→ **WHAT YOU NEED TO DO**: Wherever a line in the data holds the word "patio", pull that line out.

→ **DATA RECORDS**:
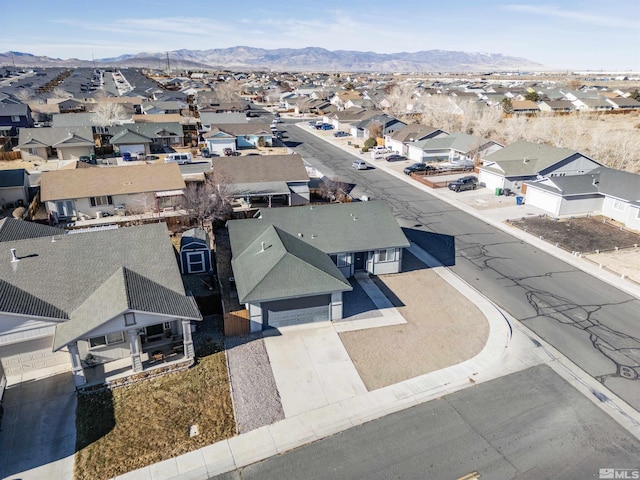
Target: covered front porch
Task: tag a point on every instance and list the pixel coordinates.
(148, 352)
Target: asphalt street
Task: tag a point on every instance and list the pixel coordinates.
(527, 425)
(592, 323)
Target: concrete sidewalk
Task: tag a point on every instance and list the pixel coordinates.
(343, 403)
(494, 216)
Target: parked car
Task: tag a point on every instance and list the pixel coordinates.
(464, 183)
(394, 157)
(359, 165)
(417, 167)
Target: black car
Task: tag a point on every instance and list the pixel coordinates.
(464, 183)
(417, 167)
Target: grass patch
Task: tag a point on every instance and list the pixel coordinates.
(131, 427)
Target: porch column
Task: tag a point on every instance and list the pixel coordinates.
(136, 350)
(189, 351)
(76, 366)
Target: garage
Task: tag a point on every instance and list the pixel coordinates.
(283, 313)
(544, 200)
(32, 355)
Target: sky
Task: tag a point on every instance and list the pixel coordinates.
(561, 35)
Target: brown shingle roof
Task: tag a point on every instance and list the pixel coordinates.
(261, 168)
(92, 182)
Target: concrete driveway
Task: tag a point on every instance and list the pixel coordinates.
(311, 367)
(38, 435)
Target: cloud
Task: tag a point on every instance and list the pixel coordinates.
(582, 17)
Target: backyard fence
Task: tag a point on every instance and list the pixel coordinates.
(236, 323)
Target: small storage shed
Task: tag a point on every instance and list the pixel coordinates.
(195, 256)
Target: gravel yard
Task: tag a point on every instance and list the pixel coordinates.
(443, 328)
(584, 234)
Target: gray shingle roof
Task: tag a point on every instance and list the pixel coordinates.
(461, 142)
(334, 228)
(275, 264)
(124, 291)
(70, 275)
(12, 178)
(526, 158)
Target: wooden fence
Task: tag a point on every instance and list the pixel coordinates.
(10, 156)
(236, 323)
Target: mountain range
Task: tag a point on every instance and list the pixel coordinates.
(292, 59)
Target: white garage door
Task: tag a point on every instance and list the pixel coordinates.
(541, 199)
(297, 311)
(32, 355)
(490, 180)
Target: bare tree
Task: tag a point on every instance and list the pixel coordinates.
(107, 114)
(24, 95)
(210, 200)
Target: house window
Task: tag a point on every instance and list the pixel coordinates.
(387, 255)
(342, 260)
(109, 339)
(99, 201)
(618, 205)
(129, 319)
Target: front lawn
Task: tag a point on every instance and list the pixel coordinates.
(131, 427)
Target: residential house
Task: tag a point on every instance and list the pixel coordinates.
(604, 191)
(383, 123)
(621, 103)
(556, 106)
(291, 265)
(56, 143)
(599, 104)
(246, 135)
(414, 132)
(110, 294)
(195, 254)
(524, 161)
(85, 193)
(265, 179)
(146, 138)
(14, 189)
(14, 117)
(524, 107)
(455, 148)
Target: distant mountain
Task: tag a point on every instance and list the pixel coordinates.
(292, 59)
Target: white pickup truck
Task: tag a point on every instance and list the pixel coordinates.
(380, 152)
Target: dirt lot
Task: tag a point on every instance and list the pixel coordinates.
(443, 328)
(585, 234)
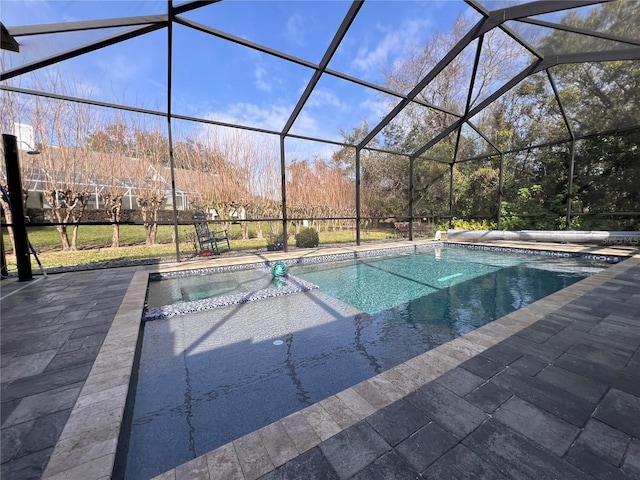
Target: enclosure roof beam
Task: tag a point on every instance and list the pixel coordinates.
(526, 45)
(299, 61)
(540, 8)
(561, 106)
(478, 29)
(76, 52)
(85, 101)
(591, 57)
(241, 41)
(533, 68)
(328, 55)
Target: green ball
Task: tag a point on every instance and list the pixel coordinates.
(279, 269)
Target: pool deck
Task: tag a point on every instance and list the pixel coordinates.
(549, 391)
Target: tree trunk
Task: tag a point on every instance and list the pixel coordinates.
(259, 232)
(74, 238)
(9, 219)
(64, 237)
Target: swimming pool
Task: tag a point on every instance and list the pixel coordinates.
(213, 376)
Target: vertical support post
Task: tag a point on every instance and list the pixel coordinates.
(283, 180)
(358, 196)
(411, 192)
(172, 161)
(450, 196)
(14, 183)
(570, 186)
(500, 184)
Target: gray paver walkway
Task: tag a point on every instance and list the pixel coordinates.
(52, 329)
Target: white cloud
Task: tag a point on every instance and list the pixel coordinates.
(120, 67)
(322, 97)
(249, 114)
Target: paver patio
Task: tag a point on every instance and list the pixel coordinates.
(550, 391)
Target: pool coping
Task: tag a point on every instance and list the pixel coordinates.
(88, 443)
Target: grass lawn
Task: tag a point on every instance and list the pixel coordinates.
(94, 242)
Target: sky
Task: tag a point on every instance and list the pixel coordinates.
(217, 79)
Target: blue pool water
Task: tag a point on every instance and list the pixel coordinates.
(206, 379)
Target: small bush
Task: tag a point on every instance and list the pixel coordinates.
(307, 238)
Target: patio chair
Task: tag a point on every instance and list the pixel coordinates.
(209, 242)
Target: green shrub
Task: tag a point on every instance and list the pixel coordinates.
(307, 238)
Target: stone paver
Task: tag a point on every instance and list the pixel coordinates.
(560, 380)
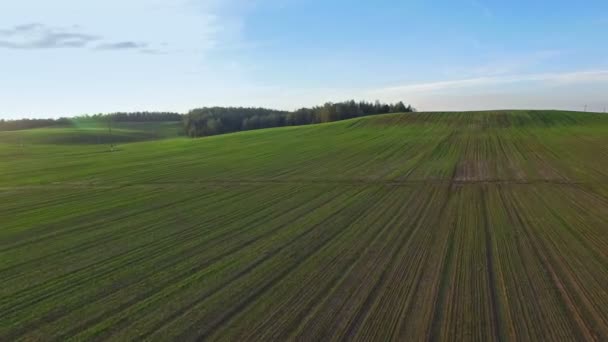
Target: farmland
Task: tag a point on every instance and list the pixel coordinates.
(471, 226)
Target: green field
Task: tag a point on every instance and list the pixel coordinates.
(442, 226)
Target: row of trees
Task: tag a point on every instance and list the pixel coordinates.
(219, 120)
(15, 125)
(137, 117)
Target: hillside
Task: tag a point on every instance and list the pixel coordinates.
(444, 226)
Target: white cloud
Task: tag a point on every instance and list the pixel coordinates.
(566, 77)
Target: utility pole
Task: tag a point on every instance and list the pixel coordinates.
(110, 131)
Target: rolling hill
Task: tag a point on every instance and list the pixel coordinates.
(472, 226)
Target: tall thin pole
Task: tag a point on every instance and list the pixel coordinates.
(110, 131)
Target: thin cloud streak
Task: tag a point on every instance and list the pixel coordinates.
(38, 36)
(562, 78)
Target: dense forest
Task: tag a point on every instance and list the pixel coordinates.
(219, 120)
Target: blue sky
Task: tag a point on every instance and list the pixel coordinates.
(70, 57)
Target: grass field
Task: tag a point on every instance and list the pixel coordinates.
(438, 226)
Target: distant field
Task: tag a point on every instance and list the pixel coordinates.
(442, 226)
(94, 133)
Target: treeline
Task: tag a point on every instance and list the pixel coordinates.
(137, 117)
(218, 120)
(14, 125)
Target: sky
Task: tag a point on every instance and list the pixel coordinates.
(74, 57)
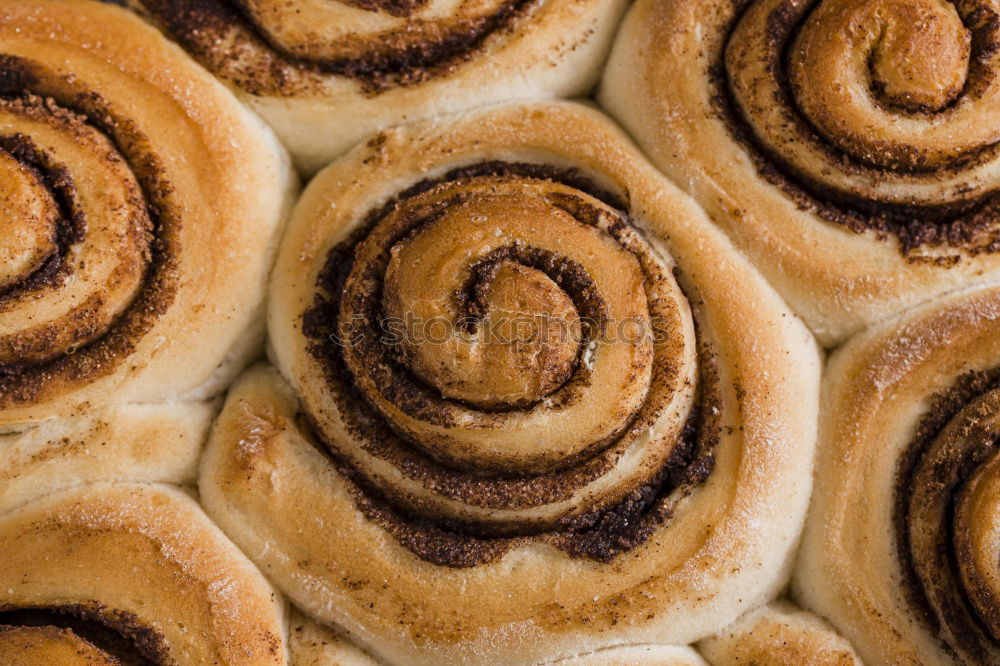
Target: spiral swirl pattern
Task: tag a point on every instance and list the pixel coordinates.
(950, 520)
(286, 48)
(327, 73)
(849, 146)
(536, 405)
(928, 438)
(83, 280)
(893, 119)
(501, 384)
(71, 594)
(103, 252)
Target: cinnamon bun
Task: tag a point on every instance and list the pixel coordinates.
(327, 73)
(132, 574)
(141, 205)
(900, 549)
(528, 403)
(849, 147)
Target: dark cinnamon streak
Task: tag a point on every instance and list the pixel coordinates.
(118, 633)
(71, 227)
(26, 83)
(943, 407)
(391, 61)
(601, 534)
(961, 225)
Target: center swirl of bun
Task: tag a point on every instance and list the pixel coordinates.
(506, 352)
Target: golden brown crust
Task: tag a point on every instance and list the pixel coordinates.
(673, 561)
(52, 646)
(125, 167)
(898, 552)
(325, 74)
(848, 146)
(779, 634)
(144, 563)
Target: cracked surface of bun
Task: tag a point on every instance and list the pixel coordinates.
(849, 147)
(135, 573)
(142, 204)
(899, 552)
(327, 73)
(373, 486)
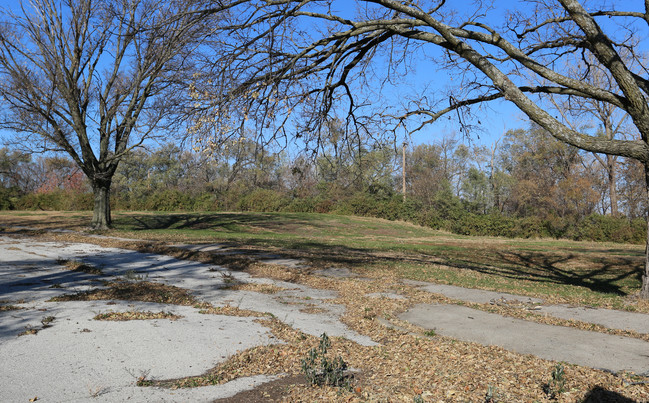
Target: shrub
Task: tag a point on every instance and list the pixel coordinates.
(322, 370)
(263, 200)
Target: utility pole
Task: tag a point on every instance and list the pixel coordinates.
(403, 166)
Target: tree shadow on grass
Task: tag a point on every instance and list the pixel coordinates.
(601, 395)
(599, 276)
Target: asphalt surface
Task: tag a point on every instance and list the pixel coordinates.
(77, 358)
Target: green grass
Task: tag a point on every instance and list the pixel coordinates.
(577, 272)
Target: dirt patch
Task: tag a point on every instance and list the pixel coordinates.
(273, 391)
(261, 288)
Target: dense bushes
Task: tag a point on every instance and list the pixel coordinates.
(446, 212)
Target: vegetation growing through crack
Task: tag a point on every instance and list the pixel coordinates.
(78, 266)
(321, 369)
(136, 315)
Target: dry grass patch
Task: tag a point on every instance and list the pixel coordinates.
(78, 266)
(144, 291)
(255, 287)
(136, 315)
(227, 310)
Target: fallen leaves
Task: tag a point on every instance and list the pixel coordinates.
(136, 315)
(144, 291)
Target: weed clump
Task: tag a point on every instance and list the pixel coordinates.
(321, 370)
(557, 384)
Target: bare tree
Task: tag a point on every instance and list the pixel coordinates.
(306, 56)
(95, 78)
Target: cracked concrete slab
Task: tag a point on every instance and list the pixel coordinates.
(592, 349)
(78, 358)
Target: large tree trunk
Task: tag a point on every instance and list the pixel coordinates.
(101, 214)
(612, 179)
(644, 291)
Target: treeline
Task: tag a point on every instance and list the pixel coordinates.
(526, 184)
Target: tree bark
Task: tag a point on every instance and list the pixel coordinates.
(644, 290)
(612, 188)
(101, 219)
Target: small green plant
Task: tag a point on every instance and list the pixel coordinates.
(557, 384)
(133, 276)
(320, 370)
(490, 396)
(47, 321)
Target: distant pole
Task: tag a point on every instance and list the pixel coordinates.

→ **RESULT**:
Target: paver patio
Target: patio chair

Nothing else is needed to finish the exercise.